Work to complete: Should the word "hand" occur in a line of the records, copy that line.

Supplied records:

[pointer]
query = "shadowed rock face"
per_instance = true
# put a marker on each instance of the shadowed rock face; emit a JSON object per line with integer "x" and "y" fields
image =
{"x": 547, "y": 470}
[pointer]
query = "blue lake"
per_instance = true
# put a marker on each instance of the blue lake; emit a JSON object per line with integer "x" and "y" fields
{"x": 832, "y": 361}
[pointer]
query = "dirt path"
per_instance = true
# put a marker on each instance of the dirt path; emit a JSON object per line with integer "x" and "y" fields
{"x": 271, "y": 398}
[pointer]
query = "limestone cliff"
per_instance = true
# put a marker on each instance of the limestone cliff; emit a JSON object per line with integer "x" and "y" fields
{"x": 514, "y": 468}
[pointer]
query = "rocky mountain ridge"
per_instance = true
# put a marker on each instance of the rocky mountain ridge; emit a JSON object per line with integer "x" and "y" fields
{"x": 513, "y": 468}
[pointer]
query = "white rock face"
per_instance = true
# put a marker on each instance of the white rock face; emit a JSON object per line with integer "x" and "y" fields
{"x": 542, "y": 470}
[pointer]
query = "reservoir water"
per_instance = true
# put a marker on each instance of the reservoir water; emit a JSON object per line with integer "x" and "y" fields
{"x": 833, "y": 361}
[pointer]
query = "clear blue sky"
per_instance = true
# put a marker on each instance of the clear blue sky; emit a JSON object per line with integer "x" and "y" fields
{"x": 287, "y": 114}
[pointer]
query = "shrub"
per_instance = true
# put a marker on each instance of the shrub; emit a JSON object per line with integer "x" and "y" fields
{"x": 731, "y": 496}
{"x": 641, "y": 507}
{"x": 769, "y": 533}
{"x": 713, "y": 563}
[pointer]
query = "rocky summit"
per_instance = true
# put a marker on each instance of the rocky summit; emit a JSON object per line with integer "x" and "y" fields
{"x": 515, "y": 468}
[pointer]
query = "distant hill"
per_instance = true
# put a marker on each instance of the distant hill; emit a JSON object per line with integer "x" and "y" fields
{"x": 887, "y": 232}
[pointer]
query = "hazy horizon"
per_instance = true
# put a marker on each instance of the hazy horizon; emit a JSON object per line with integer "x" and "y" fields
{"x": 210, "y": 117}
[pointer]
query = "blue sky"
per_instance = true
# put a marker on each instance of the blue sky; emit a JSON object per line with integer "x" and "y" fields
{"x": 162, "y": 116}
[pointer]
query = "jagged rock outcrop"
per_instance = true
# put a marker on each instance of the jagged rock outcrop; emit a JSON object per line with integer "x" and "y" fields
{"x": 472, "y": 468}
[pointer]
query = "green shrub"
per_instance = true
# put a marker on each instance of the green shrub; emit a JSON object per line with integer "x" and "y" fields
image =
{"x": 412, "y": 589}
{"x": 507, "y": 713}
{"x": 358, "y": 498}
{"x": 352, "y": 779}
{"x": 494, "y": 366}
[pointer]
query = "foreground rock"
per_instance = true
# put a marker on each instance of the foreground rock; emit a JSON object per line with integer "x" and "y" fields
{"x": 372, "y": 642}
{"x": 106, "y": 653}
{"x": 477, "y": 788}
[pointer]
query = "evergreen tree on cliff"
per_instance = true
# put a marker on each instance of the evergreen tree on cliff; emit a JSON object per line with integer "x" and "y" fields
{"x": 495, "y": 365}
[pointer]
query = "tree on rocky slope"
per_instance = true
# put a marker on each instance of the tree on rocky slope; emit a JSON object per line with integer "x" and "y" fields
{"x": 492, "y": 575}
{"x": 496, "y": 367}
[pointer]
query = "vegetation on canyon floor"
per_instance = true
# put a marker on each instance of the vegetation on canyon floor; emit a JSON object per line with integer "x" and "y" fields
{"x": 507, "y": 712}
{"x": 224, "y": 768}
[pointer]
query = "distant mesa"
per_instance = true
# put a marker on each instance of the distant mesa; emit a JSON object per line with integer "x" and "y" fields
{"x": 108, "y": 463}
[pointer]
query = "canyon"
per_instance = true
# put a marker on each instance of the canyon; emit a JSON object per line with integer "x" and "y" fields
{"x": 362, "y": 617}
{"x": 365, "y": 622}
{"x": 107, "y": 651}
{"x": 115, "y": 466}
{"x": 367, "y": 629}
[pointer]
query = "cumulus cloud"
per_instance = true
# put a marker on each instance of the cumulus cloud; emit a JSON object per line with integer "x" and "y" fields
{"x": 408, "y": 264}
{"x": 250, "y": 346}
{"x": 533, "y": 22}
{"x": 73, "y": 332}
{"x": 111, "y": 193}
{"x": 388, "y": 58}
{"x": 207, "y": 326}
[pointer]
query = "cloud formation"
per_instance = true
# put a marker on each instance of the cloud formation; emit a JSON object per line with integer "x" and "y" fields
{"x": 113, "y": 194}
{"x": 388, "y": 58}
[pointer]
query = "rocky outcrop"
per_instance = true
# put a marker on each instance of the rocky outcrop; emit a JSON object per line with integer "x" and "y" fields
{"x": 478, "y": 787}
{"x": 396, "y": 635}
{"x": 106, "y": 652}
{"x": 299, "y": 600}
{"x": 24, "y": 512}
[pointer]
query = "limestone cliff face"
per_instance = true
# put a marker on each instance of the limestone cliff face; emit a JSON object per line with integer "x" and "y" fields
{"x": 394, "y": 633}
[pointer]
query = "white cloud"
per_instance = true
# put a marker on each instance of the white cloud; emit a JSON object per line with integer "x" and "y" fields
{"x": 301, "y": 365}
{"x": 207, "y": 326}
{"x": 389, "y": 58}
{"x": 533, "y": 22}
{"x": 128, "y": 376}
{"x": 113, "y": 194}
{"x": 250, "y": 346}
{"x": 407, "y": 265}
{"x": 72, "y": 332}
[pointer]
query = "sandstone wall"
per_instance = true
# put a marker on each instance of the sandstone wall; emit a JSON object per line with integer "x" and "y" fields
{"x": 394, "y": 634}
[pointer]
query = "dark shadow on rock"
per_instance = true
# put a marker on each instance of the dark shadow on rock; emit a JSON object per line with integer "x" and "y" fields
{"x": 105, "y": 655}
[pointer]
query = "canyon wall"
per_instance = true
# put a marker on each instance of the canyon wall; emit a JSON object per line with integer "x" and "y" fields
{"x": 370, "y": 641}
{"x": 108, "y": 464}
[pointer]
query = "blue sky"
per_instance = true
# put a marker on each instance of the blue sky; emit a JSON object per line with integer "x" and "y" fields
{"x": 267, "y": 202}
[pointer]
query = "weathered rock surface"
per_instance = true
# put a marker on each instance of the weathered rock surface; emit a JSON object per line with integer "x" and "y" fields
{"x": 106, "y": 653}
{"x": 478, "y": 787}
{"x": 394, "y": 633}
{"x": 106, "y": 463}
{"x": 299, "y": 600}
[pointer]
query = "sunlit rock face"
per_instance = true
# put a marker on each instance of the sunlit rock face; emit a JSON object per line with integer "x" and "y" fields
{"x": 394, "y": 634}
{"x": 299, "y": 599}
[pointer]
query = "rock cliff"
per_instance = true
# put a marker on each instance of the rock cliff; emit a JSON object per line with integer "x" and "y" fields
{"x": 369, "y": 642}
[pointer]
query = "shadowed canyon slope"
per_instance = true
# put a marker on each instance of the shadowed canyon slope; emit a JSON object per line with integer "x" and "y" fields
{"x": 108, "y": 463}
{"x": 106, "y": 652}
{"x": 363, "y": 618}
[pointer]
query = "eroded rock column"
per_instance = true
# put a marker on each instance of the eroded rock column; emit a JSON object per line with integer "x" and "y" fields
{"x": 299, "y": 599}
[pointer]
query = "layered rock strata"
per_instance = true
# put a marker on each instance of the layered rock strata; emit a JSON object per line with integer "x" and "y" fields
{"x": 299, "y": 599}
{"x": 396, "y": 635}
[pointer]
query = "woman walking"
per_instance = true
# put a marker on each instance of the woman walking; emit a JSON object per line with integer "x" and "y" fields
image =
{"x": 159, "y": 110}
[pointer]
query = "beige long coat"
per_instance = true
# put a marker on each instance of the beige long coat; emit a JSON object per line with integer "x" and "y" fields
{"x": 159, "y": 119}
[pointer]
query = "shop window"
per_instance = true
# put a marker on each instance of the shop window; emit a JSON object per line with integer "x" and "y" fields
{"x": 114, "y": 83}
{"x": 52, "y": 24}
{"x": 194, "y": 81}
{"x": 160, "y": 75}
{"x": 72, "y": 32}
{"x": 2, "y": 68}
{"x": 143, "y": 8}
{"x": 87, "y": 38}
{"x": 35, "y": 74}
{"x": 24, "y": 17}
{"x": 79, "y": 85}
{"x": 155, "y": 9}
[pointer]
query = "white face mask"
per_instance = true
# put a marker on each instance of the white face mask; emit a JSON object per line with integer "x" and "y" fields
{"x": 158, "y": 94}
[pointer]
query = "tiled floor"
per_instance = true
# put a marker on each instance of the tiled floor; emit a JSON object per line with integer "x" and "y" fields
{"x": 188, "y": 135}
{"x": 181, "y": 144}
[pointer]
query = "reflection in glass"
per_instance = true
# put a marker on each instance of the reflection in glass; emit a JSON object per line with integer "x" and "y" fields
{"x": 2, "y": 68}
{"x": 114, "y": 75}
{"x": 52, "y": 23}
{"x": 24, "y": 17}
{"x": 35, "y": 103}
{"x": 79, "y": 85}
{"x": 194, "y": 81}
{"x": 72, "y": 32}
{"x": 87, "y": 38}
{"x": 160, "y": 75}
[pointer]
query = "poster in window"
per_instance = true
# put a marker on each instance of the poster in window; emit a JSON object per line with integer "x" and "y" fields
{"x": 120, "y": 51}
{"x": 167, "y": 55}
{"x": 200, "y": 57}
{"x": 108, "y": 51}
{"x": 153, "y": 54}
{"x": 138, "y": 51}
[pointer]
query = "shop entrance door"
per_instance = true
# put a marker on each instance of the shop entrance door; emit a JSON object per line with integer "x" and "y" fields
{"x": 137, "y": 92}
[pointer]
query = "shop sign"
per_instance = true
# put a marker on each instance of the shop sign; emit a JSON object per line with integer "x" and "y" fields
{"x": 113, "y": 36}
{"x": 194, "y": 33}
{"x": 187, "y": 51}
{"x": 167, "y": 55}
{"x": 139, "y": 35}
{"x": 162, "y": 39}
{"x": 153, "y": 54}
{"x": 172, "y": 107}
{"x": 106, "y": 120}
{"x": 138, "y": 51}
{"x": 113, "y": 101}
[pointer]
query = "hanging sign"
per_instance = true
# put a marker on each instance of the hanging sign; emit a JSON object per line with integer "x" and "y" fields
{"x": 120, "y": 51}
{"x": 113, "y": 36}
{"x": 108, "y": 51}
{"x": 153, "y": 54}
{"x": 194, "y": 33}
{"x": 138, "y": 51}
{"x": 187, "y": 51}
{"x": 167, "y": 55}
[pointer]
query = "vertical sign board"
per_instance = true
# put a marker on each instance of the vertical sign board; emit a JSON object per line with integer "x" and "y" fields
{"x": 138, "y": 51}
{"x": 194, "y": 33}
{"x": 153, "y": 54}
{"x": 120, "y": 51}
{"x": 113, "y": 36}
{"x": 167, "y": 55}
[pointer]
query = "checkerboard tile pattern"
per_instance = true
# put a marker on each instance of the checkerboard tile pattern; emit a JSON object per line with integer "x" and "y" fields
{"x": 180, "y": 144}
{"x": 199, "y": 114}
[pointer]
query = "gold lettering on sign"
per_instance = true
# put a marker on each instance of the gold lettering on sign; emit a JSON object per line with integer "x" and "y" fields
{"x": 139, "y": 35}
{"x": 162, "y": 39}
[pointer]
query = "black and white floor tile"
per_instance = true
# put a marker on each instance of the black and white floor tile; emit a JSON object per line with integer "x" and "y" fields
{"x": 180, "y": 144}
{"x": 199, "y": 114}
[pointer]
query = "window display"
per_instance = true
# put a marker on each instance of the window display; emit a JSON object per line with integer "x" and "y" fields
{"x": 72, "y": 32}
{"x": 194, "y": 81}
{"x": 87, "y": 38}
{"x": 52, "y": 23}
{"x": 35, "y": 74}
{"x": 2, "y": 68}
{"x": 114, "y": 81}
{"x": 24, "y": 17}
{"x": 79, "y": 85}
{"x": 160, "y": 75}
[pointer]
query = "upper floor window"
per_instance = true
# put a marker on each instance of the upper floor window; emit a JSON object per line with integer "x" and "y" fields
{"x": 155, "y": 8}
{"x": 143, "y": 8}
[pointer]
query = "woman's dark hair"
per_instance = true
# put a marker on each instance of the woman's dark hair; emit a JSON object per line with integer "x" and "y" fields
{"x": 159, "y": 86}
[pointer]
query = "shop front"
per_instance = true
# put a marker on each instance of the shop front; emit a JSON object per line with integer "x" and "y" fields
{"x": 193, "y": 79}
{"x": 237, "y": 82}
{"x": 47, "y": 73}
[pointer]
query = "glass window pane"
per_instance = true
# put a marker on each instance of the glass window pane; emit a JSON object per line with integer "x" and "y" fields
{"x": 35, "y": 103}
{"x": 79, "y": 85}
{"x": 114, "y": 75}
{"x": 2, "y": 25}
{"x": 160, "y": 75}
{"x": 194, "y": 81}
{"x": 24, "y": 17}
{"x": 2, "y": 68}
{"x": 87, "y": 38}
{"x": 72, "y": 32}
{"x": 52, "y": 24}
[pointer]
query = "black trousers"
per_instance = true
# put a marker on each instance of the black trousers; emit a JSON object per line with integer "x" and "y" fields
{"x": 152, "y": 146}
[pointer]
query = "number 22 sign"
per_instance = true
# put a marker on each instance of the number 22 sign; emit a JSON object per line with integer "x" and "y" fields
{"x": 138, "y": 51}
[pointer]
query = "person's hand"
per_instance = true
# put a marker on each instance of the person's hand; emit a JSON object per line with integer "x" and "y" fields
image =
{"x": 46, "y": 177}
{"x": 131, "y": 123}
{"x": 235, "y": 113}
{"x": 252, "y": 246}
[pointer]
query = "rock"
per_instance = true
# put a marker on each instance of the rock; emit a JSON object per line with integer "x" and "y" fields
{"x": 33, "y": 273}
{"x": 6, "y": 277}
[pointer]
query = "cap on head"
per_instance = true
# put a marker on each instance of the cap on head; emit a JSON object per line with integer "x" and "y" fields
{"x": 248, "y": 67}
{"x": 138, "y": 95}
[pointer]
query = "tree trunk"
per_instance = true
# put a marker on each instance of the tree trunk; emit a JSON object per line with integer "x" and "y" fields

Completed task:
query = "person's hand"
# put a marker on each instance of the person's hand; emit a JSON object per line with integer "x" and "y" fields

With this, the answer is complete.